| Provided text |
----

Summary: Dysfunction of the Golgi apparatus is associated with axatia and developmental delays.
Source: University of Manchester.
Disabling a part of brain cells that acts as a tap to regulate the flow of proteins has been shown to cause neurodegeneration, a new study from The University of Manchester has found.
The research, which was carried out in mice, focused on the Golgi apparatus — a compartment inside all cells in the body that controls the processing and transport of proteins. It is fundamental for the growth of the cell membrane and also for the release of many types of proteins such as hormones, neurotransmitters and the proteins that make up our skeletons.
Working with Chinese colleagues, the Manchester researchers examined the role of the Golgi apparatus in neurons, or brain cells, and found that mice in which the apparatus was disabled suffered from developmental delay, severe ataxia, and postnatal death.
Ataxia is a term for a group of disorders that affect co-ordination, balance and speech. Any part of the body can be affected, but people with ataxia often have difficulties with balance and walking, speaking, swallowing, tasks such as writing and eating, and vision. It can be inherited, brought on through incidents such as a stroke, or through old age.
Although the function of the Golgi apparatus, named after its Italian discoverer, is well understood, it has not been previously been shown to have a role in neurodegeneration. With these results the scientists think they may have found a new avenue to explore in the search for the causes of some neurodegenerative diseases.
Professor Martin Lowe, the lead researcher, said: “Our results, combined with previous work, suggest that during the cellular changes that occur, loss of the Golgi function could be an important intermediary step that contributes to cell death.”
How much the Golgi apparatus contributes to the major neurodegenerative diseases such as Alzheimer’s or Parkinson’s is something that is currently unclear, though other studies have made this link.
Professor Lowe added: “Together with other published work our findings suggest that in certain neurodegenerative diseases the loss of function of the Golgi apparatus may contribute to the pathology that is occurring.”
The study was carried out by The University of Manchester and the Shilai Bao lab at the Chinese Academy of Sciences in Beijing.
Funding: Funding was provided by a Joint grant between The University of Manchester and the Chinese Academy of Science at Beijing, as well as separate funding to both institutions, from the BBSRC and the National Natural Science Foundation of China.

----

| Action item |
Translate this sentence from the Golgi apparatus article into Spanish: "Ataxia is a term for a group of disorders that affect co-ordination, balance and speech." The lines after this point are separate material, unrelated to the Golgi apparatus article.

| Data segment |

----

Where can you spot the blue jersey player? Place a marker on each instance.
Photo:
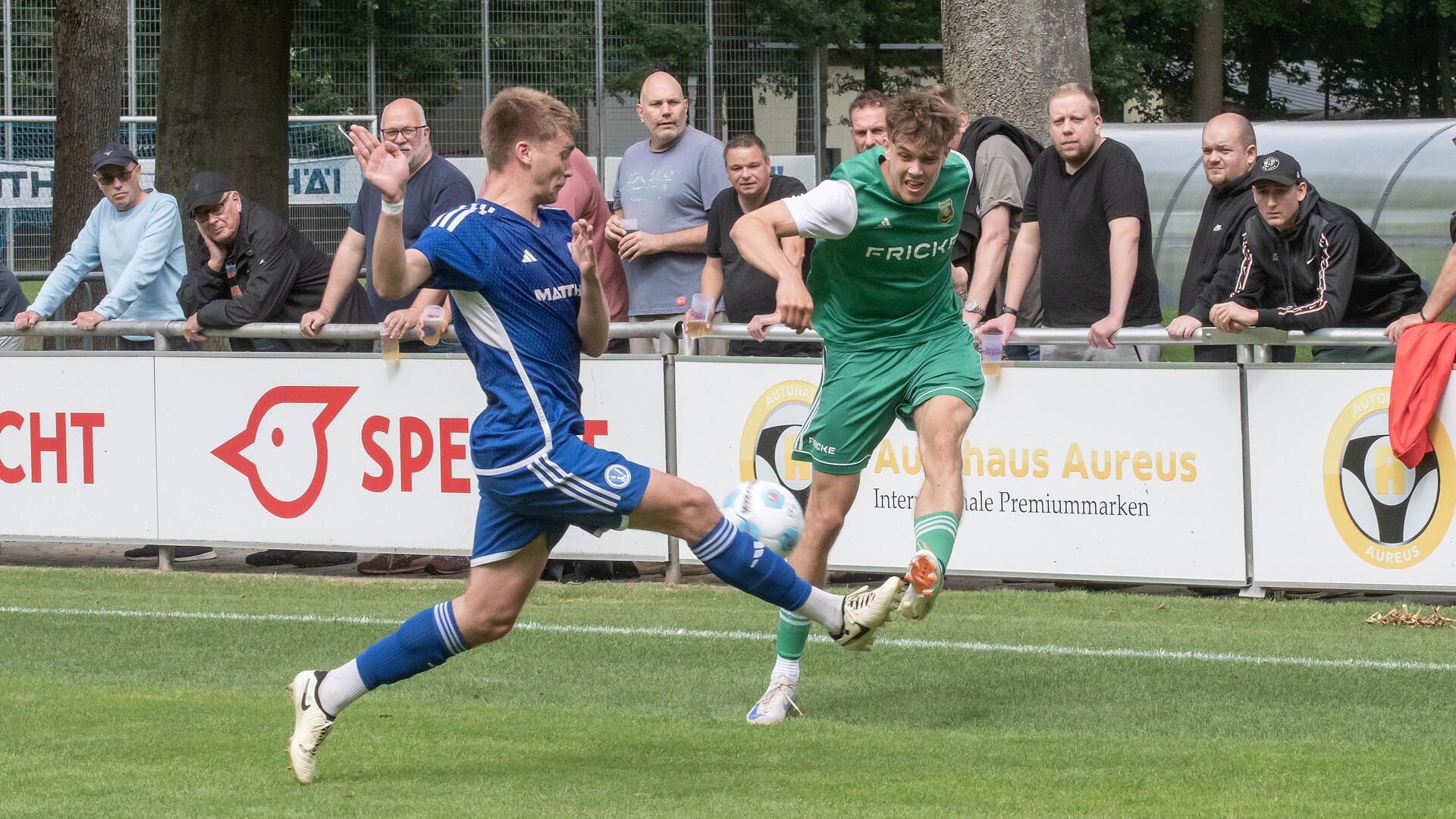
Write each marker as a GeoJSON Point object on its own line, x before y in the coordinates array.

----

| Expected output |
La ataxia es un término que designa un grupo de trastornos que afectan la coordinación, el equilibrio y el habla.